● Available data
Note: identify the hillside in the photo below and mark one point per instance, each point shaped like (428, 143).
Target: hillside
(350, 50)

...

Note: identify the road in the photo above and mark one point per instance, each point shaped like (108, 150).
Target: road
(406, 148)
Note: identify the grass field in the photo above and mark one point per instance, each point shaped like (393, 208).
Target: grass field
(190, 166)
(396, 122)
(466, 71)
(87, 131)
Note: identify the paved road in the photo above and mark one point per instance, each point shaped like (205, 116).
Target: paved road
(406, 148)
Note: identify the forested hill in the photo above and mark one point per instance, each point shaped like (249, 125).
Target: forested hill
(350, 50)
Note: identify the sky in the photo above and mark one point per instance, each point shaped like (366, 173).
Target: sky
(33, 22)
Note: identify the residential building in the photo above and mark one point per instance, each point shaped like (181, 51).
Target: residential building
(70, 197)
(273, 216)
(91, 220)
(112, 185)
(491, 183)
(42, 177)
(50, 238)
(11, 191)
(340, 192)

---

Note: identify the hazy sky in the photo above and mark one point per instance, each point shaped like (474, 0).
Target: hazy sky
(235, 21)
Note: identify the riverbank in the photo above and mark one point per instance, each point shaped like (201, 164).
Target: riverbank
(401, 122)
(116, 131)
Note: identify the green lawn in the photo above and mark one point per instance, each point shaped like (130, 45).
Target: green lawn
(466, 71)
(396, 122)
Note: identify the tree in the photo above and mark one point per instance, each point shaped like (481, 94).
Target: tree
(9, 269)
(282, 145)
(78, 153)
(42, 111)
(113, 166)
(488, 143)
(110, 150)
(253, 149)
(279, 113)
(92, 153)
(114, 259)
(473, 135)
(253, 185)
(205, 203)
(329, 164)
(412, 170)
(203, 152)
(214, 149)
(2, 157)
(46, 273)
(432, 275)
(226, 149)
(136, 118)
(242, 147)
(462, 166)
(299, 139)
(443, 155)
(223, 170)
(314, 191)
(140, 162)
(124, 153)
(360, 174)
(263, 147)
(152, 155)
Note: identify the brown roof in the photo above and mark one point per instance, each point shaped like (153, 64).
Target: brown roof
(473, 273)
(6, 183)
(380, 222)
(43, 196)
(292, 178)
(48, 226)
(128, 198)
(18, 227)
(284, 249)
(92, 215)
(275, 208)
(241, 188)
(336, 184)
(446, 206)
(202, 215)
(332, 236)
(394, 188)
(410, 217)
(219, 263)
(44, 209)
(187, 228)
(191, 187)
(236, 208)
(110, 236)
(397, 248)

● Work item
Using the data above, reproduce exactly the lines between those holding "Note: identify the road" and "Note: identify the grass", inclusive, and no others.

● Output of the task
Note: identify the road in the photo above and mark one point per instance, each point shaped like (108, 150).
Target: road
(406, 148)
Note: identify the grass field in the photo above and mark one point per instance, each point shaped like (393, 208).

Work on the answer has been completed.